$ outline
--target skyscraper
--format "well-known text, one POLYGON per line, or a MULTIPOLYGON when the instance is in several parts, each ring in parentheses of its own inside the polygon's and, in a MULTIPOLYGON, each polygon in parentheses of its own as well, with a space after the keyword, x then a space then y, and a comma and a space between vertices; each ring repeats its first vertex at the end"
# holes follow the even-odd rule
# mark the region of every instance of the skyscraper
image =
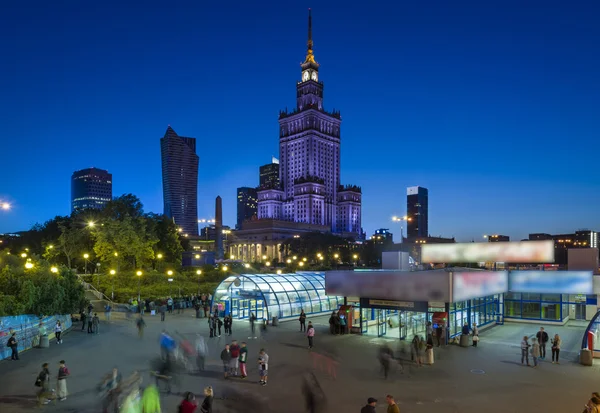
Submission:
POLYGON ((273 157, 271 163, 261 166, 258 171, 261 188, 279 188, 279 159, 273 157))
POLYGON ((256 217, 256 188, 243 186, 237 189, 237 224, 236 229, 242 228, 242 222, 256 217))
POLYGON ((406 189, 406 215, 408 238, 429 236, 429 191, 420 186, 406 189))
POLYGON ((259 219, 276 219, 361 233, 361 190, 340 185, 339 111, 323 108, 323 82, 313 53, 312 17, 296 109, 279 113, 279 188, 258 192, 259 219))
POLYGON ((165 215, 184 234, 198 235, 198 155, 196 139, 169 126, 160 140, 165 215))
POLYGON ((112 174, 104 169, 87 168, 71 176, 71 212, 102 209, 112 199, 112 174))

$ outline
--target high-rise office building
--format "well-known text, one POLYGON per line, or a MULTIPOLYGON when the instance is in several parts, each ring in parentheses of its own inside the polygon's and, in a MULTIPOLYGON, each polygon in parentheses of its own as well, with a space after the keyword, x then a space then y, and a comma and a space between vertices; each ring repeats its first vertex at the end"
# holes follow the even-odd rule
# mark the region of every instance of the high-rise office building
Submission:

▶ **Work instruction**: Print nothing except the lines from the line containing "# mark the region of every instance of the high-rise" to the end of the listing, exactly as written.

▶ **Written answer**:
# mark the region of every instance of the high-rise office building
Submission:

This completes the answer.